Problem details
Output only the lines from the one holding "Localize each cylindrical" to the end of the data below, please, copied exactly.

Saved entries
________

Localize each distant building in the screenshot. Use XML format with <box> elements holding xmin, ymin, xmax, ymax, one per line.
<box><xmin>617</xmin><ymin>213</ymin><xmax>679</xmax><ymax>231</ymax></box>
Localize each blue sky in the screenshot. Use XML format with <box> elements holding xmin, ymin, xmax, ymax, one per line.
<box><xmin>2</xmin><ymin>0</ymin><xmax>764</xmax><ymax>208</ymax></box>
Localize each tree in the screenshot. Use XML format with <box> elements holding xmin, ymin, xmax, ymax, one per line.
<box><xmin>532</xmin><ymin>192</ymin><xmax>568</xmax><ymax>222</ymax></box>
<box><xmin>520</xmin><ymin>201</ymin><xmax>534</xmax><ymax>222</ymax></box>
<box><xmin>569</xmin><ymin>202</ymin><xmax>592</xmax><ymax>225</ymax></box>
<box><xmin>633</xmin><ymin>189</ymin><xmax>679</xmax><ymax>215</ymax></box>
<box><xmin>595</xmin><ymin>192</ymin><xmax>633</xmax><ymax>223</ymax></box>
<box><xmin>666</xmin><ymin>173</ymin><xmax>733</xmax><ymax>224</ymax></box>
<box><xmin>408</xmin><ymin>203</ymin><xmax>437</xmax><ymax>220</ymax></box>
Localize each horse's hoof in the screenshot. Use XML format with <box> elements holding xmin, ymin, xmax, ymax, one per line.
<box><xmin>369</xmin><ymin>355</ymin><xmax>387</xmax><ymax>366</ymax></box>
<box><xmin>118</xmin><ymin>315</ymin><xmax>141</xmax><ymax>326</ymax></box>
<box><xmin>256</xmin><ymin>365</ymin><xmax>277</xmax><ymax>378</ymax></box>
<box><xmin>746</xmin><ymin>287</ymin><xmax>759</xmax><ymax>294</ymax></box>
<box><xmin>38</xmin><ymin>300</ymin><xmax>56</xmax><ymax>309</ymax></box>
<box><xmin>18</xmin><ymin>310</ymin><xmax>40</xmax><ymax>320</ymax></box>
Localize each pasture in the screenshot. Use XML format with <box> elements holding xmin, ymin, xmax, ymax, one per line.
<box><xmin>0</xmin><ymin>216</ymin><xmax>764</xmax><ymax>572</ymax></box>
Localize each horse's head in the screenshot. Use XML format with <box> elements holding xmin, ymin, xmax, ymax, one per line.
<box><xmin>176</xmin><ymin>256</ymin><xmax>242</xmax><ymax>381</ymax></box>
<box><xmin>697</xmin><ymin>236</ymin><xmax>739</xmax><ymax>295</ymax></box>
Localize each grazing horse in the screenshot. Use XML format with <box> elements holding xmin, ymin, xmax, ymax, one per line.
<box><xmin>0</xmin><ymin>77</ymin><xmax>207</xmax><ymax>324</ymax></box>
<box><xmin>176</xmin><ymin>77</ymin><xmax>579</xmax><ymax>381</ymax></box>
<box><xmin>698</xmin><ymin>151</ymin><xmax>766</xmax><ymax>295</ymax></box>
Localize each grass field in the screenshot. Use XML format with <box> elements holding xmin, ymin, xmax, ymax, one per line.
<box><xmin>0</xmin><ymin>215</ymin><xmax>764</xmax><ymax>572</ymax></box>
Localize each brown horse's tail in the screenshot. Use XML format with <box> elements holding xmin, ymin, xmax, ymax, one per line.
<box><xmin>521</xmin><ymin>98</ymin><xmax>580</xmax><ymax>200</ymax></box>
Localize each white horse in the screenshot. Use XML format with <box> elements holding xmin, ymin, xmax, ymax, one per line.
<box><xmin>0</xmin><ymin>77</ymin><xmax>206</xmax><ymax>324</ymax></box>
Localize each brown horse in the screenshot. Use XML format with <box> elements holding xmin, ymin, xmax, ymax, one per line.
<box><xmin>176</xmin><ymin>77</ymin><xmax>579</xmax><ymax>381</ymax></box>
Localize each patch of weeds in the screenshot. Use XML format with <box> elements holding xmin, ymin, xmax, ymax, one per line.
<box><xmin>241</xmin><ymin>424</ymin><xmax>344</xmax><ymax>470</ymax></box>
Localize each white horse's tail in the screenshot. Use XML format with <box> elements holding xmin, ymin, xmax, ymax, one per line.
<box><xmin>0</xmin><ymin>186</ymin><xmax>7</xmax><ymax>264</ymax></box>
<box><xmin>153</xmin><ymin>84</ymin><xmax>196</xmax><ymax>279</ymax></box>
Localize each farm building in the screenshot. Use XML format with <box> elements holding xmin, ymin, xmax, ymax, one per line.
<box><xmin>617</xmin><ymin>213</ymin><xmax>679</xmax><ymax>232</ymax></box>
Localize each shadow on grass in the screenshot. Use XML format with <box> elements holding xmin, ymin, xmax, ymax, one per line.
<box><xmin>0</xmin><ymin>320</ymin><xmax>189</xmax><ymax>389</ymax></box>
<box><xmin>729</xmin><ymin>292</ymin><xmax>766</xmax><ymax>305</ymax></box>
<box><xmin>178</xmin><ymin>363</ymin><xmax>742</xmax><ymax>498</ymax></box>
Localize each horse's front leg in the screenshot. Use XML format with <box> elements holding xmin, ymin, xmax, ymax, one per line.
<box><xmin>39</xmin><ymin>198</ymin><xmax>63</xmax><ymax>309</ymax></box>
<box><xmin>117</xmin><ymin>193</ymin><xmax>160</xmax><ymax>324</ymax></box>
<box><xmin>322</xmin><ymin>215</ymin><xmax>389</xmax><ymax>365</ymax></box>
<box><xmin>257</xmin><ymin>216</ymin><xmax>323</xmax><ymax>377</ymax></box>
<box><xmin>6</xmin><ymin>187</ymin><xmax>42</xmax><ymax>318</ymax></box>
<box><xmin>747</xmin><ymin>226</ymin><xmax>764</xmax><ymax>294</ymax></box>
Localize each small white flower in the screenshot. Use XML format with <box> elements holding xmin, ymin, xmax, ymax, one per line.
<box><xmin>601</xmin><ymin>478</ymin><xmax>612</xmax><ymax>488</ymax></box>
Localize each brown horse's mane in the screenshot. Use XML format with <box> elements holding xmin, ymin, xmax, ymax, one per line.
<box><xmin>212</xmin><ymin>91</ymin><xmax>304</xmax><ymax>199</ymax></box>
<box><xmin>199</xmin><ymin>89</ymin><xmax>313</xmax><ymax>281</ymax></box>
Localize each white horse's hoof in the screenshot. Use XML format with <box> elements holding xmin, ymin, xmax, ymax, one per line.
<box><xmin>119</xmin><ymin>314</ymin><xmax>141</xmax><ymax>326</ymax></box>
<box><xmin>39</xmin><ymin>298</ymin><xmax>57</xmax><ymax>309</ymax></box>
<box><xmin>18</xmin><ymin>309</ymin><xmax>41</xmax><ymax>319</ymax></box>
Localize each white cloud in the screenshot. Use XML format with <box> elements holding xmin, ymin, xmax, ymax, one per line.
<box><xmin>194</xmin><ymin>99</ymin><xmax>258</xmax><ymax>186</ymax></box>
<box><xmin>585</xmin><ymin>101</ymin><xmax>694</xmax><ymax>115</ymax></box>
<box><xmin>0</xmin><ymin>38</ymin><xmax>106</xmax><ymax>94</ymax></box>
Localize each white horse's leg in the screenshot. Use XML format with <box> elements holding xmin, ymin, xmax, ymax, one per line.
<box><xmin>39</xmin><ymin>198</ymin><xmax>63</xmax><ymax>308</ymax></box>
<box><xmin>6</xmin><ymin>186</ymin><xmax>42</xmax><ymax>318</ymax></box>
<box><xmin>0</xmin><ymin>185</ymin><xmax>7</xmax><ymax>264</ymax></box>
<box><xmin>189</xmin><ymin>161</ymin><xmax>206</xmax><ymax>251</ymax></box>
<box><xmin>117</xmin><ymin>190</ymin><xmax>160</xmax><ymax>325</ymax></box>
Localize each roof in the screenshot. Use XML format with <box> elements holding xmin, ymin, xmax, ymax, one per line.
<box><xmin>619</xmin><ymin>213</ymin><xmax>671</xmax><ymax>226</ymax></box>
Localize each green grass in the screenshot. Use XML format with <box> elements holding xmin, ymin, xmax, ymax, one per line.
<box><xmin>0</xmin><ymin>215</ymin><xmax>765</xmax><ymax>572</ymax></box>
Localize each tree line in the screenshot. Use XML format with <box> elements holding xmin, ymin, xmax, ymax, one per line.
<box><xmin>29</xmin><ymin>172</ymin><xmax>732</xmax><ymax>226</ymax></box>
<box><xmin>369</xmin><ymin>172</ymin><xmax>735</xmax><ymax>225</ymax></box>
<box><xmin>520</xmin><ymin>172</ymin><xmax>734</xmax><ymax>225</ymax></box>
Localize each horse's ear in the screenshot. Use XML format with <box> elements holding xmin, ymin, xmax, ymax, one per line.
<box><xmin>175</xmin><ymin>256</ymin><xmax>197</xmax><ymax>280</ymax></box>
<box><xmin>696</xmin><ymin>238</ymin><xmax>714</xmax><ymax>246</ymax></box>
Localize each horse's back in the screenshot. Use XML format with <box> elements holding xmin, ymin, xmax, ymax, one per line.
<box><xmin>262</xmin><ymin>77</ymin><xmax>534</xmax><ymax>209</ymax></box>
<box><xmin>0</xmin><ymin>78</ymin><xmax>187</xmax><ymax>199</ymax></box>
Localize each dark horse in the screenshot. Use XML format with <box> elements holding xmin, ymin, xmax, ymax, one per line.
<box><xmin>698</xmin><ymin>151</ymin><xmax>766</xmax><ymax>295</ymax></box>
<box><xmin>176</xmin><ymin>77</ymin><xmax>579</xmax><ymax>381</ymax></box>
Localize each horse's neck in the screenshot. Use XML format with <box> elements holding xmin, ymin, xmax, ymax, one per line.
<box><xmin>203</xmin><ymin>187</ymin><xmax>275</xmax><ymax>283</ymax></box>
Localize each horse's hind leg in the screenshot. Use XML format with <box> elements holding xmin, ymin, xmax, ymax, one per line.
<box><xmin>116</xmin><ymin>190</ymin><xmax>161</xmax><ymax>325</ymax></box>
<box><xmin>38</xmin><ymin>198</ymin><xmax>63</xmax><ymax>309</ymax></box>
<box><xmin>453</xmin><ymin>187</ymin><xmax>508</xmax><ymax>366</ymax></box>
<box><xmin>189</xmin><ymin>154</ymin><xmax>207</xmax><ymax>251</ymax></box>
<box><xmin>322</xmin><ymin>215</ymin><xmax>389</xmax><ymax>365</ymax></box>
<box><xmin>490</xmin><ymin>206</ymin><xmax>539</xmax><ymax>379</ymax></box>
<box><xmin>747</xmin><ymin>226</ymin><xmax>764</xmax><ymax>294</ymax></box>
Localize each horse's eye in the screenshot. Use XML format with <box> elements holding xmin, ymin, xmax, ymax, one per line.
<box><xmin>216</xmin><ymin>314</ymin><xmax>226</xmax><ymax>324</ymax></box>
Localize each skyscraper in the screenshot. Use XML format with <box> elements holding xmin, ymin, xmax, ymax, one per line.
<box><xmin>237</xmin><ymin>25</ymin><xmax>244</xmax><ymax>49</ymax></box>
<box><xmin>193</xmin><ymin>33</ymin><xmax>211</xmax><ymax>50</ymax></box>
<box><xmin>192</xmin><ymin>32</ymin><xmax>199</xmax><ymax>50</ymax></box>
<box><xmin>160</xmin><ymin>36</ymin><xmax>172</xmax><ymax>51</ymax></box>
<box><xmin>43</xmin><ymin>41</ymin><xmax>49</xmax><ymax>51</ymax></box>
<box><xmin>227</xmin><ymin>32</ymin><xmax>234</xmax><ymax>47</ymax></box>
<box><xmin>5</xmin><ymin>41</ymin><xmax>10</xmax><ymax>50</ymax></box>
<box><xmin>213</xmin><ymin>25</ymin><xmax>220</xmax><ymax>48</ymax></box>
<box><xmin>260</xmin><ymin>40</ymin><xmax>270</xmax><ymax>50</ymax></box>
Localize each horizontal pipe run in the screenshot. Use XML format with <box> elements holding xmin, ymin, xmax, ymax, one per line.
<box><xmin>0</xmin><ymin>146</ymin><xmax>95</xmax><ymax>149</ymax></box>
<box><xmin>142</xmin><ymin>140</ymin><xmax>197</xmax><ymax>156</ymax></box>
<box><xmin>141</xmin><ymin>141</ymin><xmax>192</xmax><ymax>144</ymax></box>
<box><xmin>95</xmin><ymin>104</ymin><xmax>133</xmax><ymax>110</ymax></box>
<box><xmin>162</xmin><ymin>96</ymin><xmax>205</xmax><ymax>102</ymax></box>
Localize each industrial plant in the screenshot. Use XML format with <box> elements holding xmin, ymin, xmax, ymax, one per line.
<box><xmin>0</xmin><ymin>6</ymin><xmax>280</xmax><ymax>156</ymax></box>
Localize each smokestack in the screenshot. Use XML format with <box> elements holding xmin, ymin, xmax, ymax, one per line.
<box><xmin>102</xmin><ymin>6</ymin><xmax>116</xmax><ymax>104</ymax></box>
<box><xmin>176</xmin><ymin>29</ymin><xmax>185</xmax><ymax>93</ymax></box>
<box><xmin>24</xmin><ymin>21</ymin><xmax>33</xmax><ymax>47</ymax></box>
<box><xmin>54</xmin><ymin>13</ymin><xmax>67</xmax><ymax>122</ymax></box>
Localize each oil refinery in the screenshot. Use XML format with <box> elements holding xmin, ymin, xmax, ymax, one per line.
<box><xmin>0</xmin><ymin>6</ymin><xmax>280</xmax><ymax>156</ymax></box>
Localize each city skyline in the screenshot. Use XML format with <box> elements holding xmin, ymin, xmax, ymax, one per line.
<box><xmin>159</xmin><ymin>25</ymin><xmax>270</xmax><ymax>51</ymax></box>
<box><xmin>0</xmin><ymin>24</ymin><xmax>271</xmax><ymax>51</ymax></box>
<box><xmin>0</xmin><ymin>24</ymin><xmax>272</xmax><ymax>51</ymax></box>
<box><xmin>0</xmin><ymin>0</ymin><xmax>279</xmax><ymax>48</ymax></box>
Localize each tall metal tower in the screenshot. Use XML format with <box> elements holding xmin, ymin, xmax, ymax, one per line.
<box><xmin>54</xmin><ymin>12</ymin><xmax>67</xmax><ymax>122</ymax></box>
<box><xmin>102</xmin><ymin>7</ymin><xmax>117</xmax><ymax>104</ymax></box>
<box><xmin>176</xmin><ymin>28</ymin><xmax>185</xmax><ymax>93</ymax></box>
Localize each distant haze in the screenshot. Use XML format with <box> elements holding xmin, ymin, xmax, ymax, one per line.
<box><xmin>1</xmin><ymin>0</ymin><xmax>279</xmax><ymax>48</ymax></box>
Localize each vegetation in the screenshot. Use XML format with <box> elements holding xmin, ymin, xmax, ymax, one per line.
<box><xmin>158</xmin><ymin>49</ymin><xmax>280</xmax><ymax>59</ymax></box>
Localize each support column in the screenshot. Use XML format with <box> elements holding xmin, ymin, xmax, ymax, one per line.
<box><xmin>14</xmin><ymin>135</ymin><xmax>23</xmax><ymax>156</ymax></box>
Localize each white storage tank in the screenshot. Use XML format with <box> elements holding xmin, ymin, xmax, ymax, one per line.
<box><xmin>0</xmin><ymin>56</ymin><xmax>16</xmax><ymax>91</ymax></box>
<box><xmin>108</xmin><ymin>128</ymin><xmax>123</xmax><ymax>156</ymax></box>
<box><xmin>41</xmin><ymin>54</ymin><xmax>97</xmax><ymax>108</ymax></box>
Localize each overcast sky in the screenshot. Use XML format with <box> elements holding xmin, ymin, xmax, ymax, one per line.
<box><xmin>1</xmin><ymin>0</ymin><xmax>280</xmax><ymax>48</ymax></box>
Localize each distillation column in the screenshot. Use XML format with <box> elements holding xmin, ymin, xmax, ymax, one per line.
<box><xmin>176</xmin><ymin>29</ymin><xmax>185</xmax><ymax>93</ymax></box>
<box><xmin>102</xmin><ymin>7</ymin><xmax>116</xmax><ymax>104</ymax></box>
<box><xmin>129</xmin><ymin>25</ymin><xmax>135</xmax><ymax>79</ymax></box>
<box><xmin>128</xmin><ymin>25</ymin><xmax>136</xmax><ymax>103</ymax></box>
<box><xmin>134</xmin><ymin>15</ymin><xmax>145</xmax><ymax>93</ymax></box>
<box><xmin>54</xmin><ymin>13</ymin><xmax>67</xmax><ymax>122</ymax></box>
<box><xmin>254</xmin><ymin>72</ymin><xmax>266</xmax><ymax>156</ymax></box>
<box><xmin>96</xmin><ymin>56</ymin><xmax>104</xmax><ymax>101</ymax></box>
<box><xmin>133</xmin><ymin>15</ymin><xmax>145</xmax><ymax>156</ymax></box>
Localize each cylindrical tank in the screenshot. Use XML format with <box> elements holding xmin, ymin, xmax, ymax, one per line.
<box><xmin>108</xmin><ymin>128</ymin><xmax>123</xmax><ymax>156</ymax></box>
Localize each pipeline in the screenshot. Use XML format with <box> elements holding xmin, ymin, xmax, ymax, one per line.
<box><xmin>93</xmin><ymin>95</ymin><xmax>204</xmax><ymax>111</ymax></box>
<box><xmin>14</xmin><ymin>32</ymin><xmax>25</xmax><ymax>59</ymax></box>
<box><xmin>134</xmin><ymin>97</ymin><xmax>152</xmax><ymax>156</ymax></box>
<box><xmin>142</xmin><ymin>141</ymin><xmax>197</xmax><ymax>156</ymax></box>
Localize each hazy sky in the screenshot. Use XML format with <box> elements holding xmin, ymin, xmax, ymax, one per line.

________

Exercise response
Localize each cylindrical tank in the screenshot. Use XML format with <box> elements holding xmin, ymin, xmax, ymax, one per line.
<box><xmin>108</xmin><ymin>128</ymin><xmax>123</xmax><ymax>156</ymax></box>
Localize each pipeline in the screenshot. Use XML format with <box> elements holding xmin, ymin, xmax, ymax, one per line.
<box><xmin>93</xmin><ymin>95</ymin><xmax>204</xmax><ymax>111</ymax></box>
<box><xmin>14</xmin><ymin>32</ymin><xmax>25</xmax><ymax>59</ymax></box>
<box><xmin>134</xmin><ymin>97</ymin><xmax>152</xmax><ymax>156</ymax></box>
<box><xmin>142</xmin><ymin>141</ymin><xmax>197</xmax><ymax>156</ymax></box>
Localize each hazy sky in the screenshot. Use XML format with <box> elements holding xmin, ymin, xmax, ymax, one per line.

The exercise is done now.